DATA SUPPLIED START
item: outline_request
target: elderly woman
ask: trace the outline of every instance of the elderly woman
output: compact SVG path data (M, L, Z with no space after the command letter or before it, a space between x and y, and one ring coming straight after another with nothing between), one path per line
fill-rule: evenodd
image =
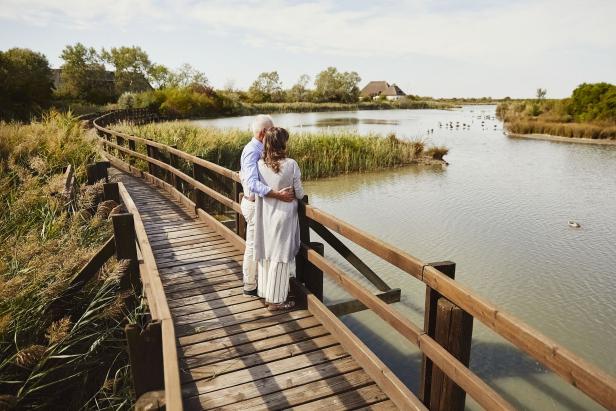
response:
M272 127L263 139L263 155L258 163L259 178L282 191L292 187L295 197L304 196L301 173L295 160L287 157L289 133ZM272 311L292 308L287 299L289 278L295 277L295 256L299 251L297 202L257 197L255 207L255 259L257 260L258 295Z

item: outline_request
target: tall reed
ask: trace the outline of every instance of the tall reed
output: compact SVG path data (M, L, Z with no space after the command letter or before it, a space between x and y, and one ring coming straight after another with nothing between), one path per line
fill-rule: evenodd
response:
M252 137L248 130L201 128L181 121L143 126L124 123L114 127L175 145L232 170L239 169L242 149ZM361 136L351 131L292 133L288 149L306 180L399 167L426 159L424 143L419 140L400 139L395 135Z
M0 394L19 409L130 408L122 267L109 263L66 309L50 306L111 236L95 213L102 185L79 190L67 211L62 169L83 183L94 142L70 115L0 123Z

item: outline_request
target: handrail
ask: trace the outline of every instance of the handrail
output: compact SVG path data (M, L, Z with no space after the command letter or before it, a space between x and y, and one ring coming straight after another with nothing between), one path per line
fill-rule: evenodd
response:
M130 136L125 133L108 129L102 124L99 124L99 120L102 120L103 117L105 116L96 119L94 121L94 126L105 135L114 135L123 139L143 143L146 146L166 150L180 158L192 162L193 164L198 164L201 167L230 178L235 182L239 181L239 176L236 172L208 162L207 160L183 153L180 150L161 143L152 142L151 140L141 137ZM214 195L212 191L215 190L210 187L207 187L207 190L204 189L204 187L202 187L204 186L203 184L175 169L171 165L153 159L149 157L149 155L143 155L134 150L126 149L125 147L112 143L111 141L102 138L101 141L105 146L114 148L129 156L140 158L150 164L154 164L166 171L169 171L188 184L193 185L201 192L210 195L211 198L237 211L235 206L239 206L239 204L236 201L226 197L225 198L227 201L221 201L222 199L220 199L219 196L223 196L222 194L217 193L218 195ZM197 185L195 183L199 184ZM403 250L313 206L306 205L305 215L310 222L320 224L342 235L343 237L346 237L355 244L422 281L428 287L437 291L449 299L452 303L465 310L468 314L480 320L494 332L510 341L518 349L534 357L541 364L545 365L557 375L564 378L567 382L584 392L597 403L608 409L616 409L616 379L613 376L607 374L598 367L590 364L588 361L583 360L574 353L558 345L556 342L552 341L516 317L501 312L494 304L475 295L469 288L460 285L456 281L445 276L436 268L431 267ZM213 220L213 217L210 217L209 215L208 218ZM412 324L410 321L404 319L393 308L381 301L379 298L375 297L355 280L351 279L336 265L319 255L317 252L307 248L306 245L303 245L302 253L309 262L334 278L334 280L342 285L347 292L367 307L371 308L382 319L390 323L394 329L400 332L406 339L417 345L419 349L434 362L434 364L436 364L449 378L469 393L480 405L490 409L509 409L511 407L474 373L462 365L455 357L443 349L430 336L425 334L423 330Z
M126 210L133 215L135 235L141 254L139 272L150 313L153 320L161 322L165 406L168 410L181 411L183 409L182 389L180 385L180 369L177 361L175 330L173 327L173 319L171 318L171 311L167 304L167 298L160 280L154 253L152 252L145 226L141 220L139 209L124 187L124 184L121 182L118 183L118 190Z

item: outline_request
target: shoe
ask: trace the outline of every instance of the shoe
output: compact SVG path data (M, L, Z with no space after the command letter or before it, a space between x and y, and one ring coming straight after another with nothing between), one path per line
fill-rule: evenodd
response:
M259 293L257 291L257 289L255 288L254 290L244 290L244 295L250 296L250 297L258 297Z

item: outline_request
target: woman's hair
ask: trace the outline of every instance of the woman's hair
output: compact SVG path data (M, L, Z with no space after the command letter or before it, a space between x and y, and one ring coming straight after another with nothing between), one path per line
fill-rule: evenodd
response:
M282 127L268 129L263 138L263 161L276 174L280 172L280 160L287 157L287 141L289 133Z

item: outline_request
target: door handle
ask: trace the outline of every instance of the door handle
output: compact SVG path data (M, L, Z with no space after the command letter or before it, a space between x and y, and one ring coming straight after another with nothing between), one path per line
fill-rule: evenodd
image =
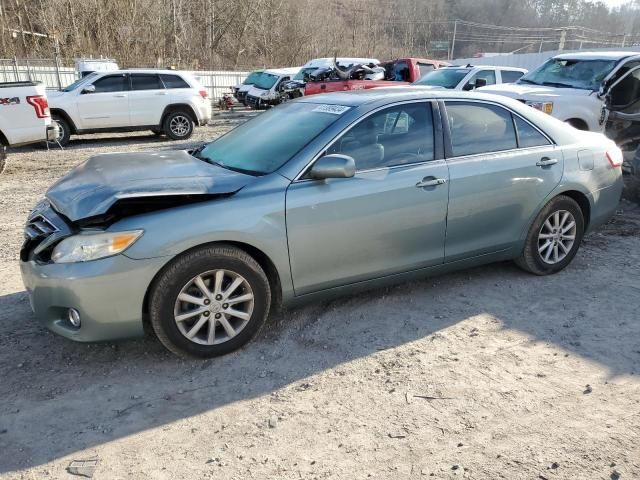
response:
M116 97L116 98L127 98L127 96L125 94L114 95L114 97Z
M438 185L444 185L445 183L447 183L446 178L425 177L421 181L416 183L416 187L437 187Z
M548 167L550 165L555 165L556 163L558 163L558 159L557 158L544 157L544 158L541 158L539 162L536 162L536 166L537 167Z
M158 92L156 95L169 95L167 92Z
DATA SUPPLIED END
WHAT YOU SHOULD DO:
Each record must be returned exactly as it stands, and the images omitted.

RESPONSE AREA:
item: outline_request
target: elderly woman
ask: trace the outline of every instance of the elderly woman
output: compact SVG path data (M, L, Z with no space after the command letter or before it, a space between x and y, and one ring coming straight after another with nothing between), one path per line
fill-rule: evenodd
image =
response:
M272 127L263 139L263 155L258 163L259 178L282 191L292 187L295 197L304 196L301 173L295 160L287 157L289 133ZM272 311L292 308L287 299L289 278L295 277L295 256L299 251L297 202L257 197L255 207L255 259L257 260L258 295Z

item: outline_request
target: tall reed
ask: trace the outline of every instance of the tall reed
output: compact SVG path data (M, L, Z with no space after the command letter or before it, a space between x and y, and one ring coming straight after another with nothing between), one path per line
fill-rule: evenodd
response:
M252 137L248 130L201 128L181 121L143 126L124 123L114 127L175 145L232 170L239 169L242 149ZM361 136L351 131L292 133L288 149L306 180L399 167L426 159L424 143L419 140L400 139L395 135Z
M0 394L19 409L130 408L122 267L109 263L66 309L50 306L111 236L95 213L102 185L79 190L67 211L62 169L83 183L94 142L70 115L0 123Z

item: outline_request
target: handrail
ask: trace the outline of every instance of the handrail
output: compact SVG path data (M, L, Z with no space after the command letter or before it, a space between x and y, and one ring coming straight after another with nothing between), one path per line
fill-rule: evenodd
response:
M130 136L125 133L108 129L102 124L99 124L99 120L102 120L103 117L105 116L96 119L94 121L94 126L105 135L114 135L123 139L143 143L146 146L166 150L180 158L192 162L193 164L198 164L201 167L230 178L235 182L239 181L239 176L236 172L208 162L207 160L183 153L180 150L161 143L152 142L151 140L141 137ZM214 195L212 191L215 190L210 187L207 187L207 190L204 189L204 187L202 187L204 186L203 184L175 169L171 165L153 159L149 157L149 155L143 155L134 150L126 149L125 147L112 143L111 141L102 138L101 141L105 146L114 148L129 156L140 158L150 164L154 164L166 171L169 171L188 184L193 185L201 192L210 195L211 198L237 211L235 206L239 206L239 204L236 201L226 197L225 198L227 201L221 201L222 199L220 199L219 196L223 196L222 194L217 193L218 195ZM197 185L195 183L199 184ZM403 250L313 206L306 205L305 215L310 222L320 224L342 235L343 237L346 237L355 244L422 281L428 287L437 291L449 299L452 303L465 310L468 314L480 320L494 332L510 341L518 349L534 357L541 364L545 365L557 375L564 378L567 382L584 392L597 403L608 409L616 409L616 379L613 376L607 374L598 367L590 364L588 361L583 360L574 353L558 345L556 342L552 341L516 317L501 312L494 304L475 295L469 288L460 285L456 281L445 276L436 268L431 267ZM213 220L213 217L210 217L209 215L208 218ZM412 324L410 321L404 319L393 308L381 301L379 298L375 297L355 280L351 279L336 265L319 255L317 252L307 248L306 245L303 245L302 253L309 262L334 278L334 280L342 285L347 292L367 307L371 308L382 319L390 323L394 329L400 332L406 339L417 345L419 349L434 362L434 364L436 364L449 378L469 393L480 405L490 409L509 409L511 407L474 373L462 365L455 357L443 349L430 336L425 334L423 330Z
M126 210L133 215L135 235L141 254L139 272L150 313L153 320L161 322L165 406L168 410L181 411L183 409L182 389L180 385L180 369L177 361L175 330L173 327L173 319L171 318L171 311L167 304L167 298L160 280L154 253L152 252L145 226L141 220L139 209L124 187L124 184L121 182L118 183L118 190Z

item: outline_request
target: shoe
ask: trace the outline of every instance of the shoe
output: compact SVG path data (M, L, Z with no space after the command letter or before it, a space between x and y, and one ring coming straight after another with nothing between), one path per line
fill-rule: evenodd
response:
M259 293L257 291L257 289L255 288L254 290L244 290L244 295L250 296L250 297L258 297Z

item: outline_request
target: woman's hair
ask: trace the outline of every instance of the woman's hair
output: compact SVG path data (M, L, Z with no space after the command letter or before it, a space between x and y, and one ring coming straight after another with nothing between), one path per line
fill-rule: evenodd
response:
M282 127L268 129L263 138L263 161L276 174L280 172L280 160L287 157L287 141L289 133Z

item: outline_request
target: door handle
ask: trace the outline of every instance of the door handle
output: compact SVG path data (M, L, Z with no space after the command letter or before it, a space between x and y, and one ring coming straight after another with nothing between), one path per line
fill-rule: evenodd
image =
response:
M116 97L116 98L127 98L127 96L125 94L114 95L114 97Z
M438 185L444 185L445 183L447 183L446 178L425 177L421 181L416 183L416 187L437 187Z
M548 167L550 165L555 165L556 163L558 163L558 159L557 158L544 157L544 158L541 158L539 162L536 162L536 166L537 167Z
M158 92L156 95L169 95L167 92Z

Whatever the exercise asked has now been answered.